_Directive_
Can you turn every line of the records below into a numbered list, skipping any blank lines?

_Listed entries_
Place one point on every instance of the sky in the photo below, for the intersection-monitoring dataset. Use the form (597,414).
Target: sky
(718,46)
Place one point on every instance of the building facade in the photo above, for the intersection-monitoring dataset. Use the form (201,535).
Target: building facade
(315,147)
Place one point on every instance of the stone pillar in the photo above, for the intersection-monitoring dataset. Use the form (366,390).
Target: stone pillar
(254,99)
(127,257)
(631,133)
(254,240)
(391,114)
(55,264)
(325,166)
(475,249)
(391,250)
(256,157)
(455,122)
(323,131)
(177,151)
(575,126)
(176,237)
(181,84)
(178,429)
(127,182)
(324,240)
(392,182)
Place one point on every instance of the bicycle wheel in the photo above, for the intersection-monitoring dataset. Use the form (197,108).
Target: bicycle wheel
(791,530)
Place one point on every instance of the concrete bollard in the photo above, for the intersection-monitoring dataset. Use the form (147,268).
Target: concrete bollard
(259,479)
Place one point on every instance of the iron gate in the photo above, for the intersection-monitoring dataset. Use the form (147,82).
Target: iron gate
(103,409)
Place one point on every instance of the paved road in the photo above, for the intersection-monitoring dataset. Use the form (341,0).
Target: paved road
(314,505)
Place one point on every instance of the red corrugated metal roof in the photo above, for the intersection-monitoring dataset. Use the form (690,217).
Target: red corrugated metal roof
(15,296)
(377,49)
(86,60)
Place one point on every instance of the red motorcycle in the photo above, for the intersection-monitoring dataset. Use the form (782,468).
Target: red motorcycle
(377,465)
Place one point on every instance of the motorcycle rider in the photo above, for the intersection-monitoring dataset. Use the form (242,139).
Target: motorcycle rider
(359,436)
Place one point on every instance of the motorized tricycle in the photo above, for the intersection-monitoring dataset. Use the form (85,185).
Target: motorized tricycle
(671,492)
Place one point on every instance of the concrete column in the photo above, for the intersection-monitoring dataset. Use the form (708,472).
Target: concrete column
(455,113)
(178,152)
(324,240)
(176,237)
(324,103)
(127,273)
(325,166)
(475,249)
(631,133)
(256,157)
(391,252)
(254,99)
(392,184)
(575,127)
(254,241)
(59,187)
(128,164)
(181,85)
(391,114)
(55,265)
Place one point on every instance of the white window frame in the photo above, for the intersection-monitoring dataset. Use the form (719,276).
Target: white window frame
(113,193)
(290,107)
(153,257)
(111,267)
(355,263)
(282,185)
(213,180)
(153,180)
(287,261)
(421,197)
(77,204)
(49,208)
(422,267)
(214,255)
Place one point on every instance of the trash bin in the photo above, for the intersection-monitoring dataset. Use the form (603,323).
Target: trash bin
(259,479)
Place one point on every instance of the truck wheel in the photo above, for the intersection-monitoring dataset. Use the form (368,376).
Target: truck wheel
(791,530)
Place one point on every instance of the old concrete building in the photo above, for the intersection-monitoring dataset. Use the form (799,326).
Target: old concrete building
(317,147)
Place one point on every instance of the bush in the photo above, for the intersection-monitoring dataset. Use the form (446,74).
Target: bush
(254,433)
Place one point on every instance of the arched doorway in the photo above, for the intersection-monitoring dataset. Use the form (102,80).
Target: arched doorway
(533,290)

_Response below_
1. Place one point on every instance of the sky in the photo below, for the intersection-monitoring dataset. Use the form (597,414).
2. Target: sky
3. (718,46)
4. Place one point on every instance of the building facade in the photo above, for the intersection-monitoring dataset. Use the form (201,535).
5. Target: building facade
6. (315,147)
7. Place one point on every instance of the stone pillar in the photo above, for the intersection-monitoring dataset. Use the form (366,390).
8. Target: stone pillar
9. (254,99)
10. (127,257)
11. (631,133)
12. (254,240)
13. (391,114)
14. (55,264)
15. (325,166)
16. (475,249)
17. (391,250)
18. (256,157)
19. (455,122)
20. (323,131)
21. (177,151)
22. (575,126)
23. (176,237)
24. (181,84)
25. (178,429)
26. (127,182)
27. (324,240)
28. (392,182)
29. Place one point on every instance of the bicycle wheel in the photo above, for the intersection-monitoring dataset. Use the form (197,108).
30. Target: bicycle wheel
31. (791,530)
32. Place one point on every instance of the concrete bollard in the photo above, for the intersection-monitoring dataset. Use the form (147,268).
33. Target: concrete bollard
34. (259,479)
35. Place one point on every instance of the iron gate in the photo above, for the intersection-monitoring dataset. Use the form (147,82).
36. Target: iron gate
37. (103,409)
38. Place one point on every instance of the paved road in the photo above, for the intersection-monitoring dataset. Use the form (341,0).
39. Target: paved road
40. (314,505)
41. Place one point on every instance of the red corrugated metal roof in the photo above, for the intersection-monitoring dataset. Use the form (690,217).
42. Target: red corrugated metal roof
43. (15,296)
44. (377,49)
45. (86,60)
46. Place one point on every instance of the red motorcycle in the photo above, for the intersection-monitoring dataset. Use the form (782,468).
47. Target: red motorcycle
48. (377,465)
49. Place one point on every instance of the motorcycle rider in the photo above, for the intersection-monitoring dataset. Use the form (242,139).
50. Target: motorcycle rider
51. (359,436)
52. Place one point on every instance of the motorized tricycle in the photo above, for the intersection-monitoring dataset. Use the form (85,185).
53. Target: motorized tricycle
54. (671,492)
55. Place one point on every instance of the concrete column in the photo above, for the intersection-monitoring dataset. Use the form (708,472).
56. Target: concrete column
57. (455,113)
58. (178,152)
59. (324,240)
60. (176,237)
61. (324,103)
62. (127,273)
63. (325,166)
64. (475,249)
65. (631,133)
66. (256,157)
67. (391,252)
68. (254,99)
69. (392,184)
70. (575,127)
71. (254,241)
72. (59,187)
73. (128,164)
74. (181,85)
75. (391,114)
76. (55,265)
77. Place one point on every instance of the white window frame in the photo above, for the intersection-monitoring dataset. Use the form (719,276).
78. Target: white window frame
79. (113,193)
80. (290,107)
81. (153,257)
82. (111,267)
83. (355,263)
84. (282,185)
85. (213,180)
86. (153,180)
87. (287,261)
88. (421,197)
89. (77,204)
90. (49,208)
91. (422,267)
92. (214,255)
93. Place one point on every instance of the trash bin in the photo above, for the intersection-monitoring dataset. Use the form (603,323).
94. Target: trash bin
95. (259,479)
96. Place one point on every instance of the truck wheel in the photo above, for the intersection-monitoring dataset. Use the form (368,376).
97. Target: truck wheel
98. (791,530)
99. Place one point on every instance of the old concrete building in the photo above, for the intersection-monitoring dataset. Use the form (799,326).
100. Target: old concrete building
101. (317,147)
102. Place one point on every instance of the bush in the photo above, for the intersection-monitoring dataset. Use the form (446,74).
103. Target: bush
104. (254,433)
105. Place one point on every instance of the arched doorway in the photo above, for the intersection-monitoring dataset. Use the form (102,80).
106. Target: arched doorway
107. (533,290)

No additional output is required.